#### Exercise directions
Update the data below by changing every "ski goggles" to "snow goggles" and leaving all other text the same.

#### Information shown
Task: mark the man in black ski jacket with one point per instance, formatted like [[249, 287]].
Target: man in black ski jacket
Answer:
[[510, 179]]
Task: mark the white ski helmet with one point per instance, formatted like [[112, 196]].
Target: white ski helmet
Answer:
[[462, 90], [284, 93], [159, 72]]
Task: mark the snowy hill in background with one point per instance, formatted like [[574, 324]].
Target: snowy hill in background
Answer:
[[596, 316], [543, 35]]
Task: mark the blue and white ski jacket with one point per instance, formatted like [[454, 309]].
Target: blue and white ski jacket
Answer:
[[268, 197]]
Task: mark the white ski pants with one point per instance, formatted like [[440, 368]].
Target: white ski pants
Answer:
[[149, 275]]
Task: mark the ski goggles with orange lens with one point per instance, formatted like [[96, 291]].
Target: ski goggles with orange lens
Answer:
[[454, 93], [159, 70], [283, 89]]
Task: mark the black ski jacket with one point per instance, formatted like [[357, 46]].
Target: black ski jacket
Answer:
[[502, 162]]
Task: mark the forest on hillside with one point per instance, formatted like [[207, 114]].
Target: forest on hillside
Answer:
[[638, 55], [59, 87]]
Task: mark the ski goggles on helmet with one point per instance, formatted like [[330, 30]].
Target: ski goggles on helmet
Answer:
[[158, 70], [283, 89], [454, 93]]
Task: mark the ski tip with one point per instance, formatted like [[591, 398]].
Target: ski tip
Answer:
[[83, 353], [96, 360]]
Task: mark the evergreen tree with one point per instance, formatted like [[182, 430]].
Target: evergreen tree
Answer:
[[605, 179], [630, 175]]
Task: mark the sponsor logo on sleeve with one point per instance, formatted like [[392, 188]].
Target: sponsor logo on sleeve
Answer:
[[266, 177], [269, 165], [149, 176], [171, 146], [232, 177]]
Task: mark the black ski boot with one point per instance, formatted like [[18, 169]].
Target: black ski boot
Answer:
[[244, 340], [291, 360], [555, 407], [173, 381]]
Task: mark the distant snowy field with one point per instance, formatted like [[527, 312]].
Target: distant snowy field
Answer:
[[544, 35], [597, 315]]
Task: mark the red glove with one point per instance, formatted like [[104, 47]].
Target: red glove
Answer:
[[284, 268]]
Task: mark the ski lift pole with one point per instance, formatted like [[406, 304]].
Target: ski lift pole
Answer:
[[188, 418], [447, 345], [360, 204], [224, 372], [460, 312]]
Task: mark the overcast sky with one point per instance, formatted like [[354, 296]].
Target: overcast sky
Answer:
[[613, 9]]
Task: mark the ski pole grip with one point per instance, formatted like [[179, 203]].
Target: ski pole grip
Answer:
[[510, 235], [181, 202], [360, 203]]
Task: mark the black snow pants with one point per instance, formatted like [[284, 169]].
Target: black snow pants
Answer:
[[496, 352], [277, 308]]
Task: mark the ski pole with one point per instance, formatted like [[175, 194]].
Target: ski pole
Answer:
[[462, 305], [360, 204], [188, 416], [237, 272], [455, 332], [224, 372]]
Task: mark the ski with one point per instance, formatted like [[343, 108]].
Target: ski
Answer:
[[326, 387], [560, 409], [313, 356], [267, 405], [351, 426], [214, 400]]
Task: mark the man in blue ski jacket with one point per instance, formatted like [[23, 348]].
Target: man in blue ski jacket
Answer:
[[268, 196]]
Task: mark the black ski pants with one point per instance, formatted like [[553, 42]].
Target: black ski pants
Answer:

#### Exercise answer
Task: mark the man in black ski jacket with one point per instance, formatted like [[249, 287]].
Target: man in black ski jacket
Answer:
[[510, 179]]
Task: mark the white ski helmet with one point per instance, formatted like [[112, 196]].
Target: white ski helmet
Answer:
[[462, 90], [284, 93], [159, 72]]
Task: mark the snowy hill in background with one point per instance, formatted like [[574, 324]].
Target: snowy hill in background
Answer:
[[596, 316], [543, 35]]
Task: mark the blue and white ski jacket with one point per instance, formatted like [[454, 309]].
Target: blue and white ski jacket
Answer:
[[268, 197]]
Task: mark the white ski pants with one point per instance, formatted like [[440, 368]].
Target: white ski pants
Answer:
[[149, 275]]
Task: mark the snow goggles with orange lens with one point per instance, formatted like [[96, 291]].
Target: snow goggles with orange lens
Answer:
[[454, 93], [159, 70], [283, 89]]
Task: mark the black ski jacket with one point per instance, formatted like [[357, 46]].
Target: black ski jacket
Answer:
[[502, 162]]
Task: mark the forest on hillside with one point per instance, formatted like [[207, 114]].
Target: forest on hillside
Answer:
[[638, 55], [59, 87]]
Task: mark the snow goggles on helmet with one point per instance, formatted like [[330, 30]].
Target: snow goggles on helmet
Answer:
[[158, 70], [283, 89], [454, 93]]
Task: mark the ski tip with one point per instance, formatted like [[591, 398]].
Target: ski tip
Answer:
[[83, 353], [96, 360]]
Task: mark the evergreen tree with one point per instance, formatted like [[182, 430]].
Target: evergreen tree
Answer:
[[605, 179], [630, 175]]
Task: mark the sponsor logo on sleeve with one point per instance, formatted like [[392, 188]].
Target: sponsor logo on sleeve
Answer:
[[266, 177], [269, 165], [149, 176], [171, 146], [232, 177]]
Task: mark the black ski boot with one point per instance, formatted like [[18, 169]].
Target: black ski boot
Answer:
[[244, 340], [291, 360], [555, 407], [173, 381]]
Task: mark the distant snowy field with one point per instance, formatted like [[527, 312]].
Target: distant snowy field
Answer:
[[544, 35], [597, 315]]
Task: mark the red glove with one point per instance, formatted like [[104, 47]].
Target: red glove
Answer:
[[284, 268]]
Task: mark the ski lift pole with one point per instance, formatted like [[406, 304]].
Target: ski lift pole
Answer:
[[188, 418], [447, 345], [360, 204], [224, 372], [460, 312]]
Task: mark the overcast sky with one point per instance, formatted like [[354, 296]].
Target: overcast sky
Answer:
[[613, 9]]
Task: mark the ski pole grip with one point per instance, formatted like [[179, 203]].
Target: ski pole grip
Answer:
[[510, 235], [181, 202], [360, 203]]
Task: mark the black snow pants with one point per instance, formatted like [[284, 169]].
Target: black snow pants
Answer:
[[496, 352], [277, 308]]
Task: mark the ski pole with one point per instance, formatted like [[175, 194]].
Target: ski pole
Answer:
[[462, 305], [360, 204], [188, 416], [237, 272], [455, 332], [224, 372]]
Task: mark the ski with one point per instance, formatted like [[343, 108]].
Target: ski
Answer:
[[326, 387], [560, 409], [313, 356], [267, 405], [351, 426], [214, 400]]
Task: mark the man in blue ski jacket with one point per instance, formatted like [[23, 348]].
Target: man in blue ski jacket
Answer:
[[268, 196]]
Task: mark the black ski pants with one point per instance, formatted like [[553, 42]].
Target: black ski pants
Answer:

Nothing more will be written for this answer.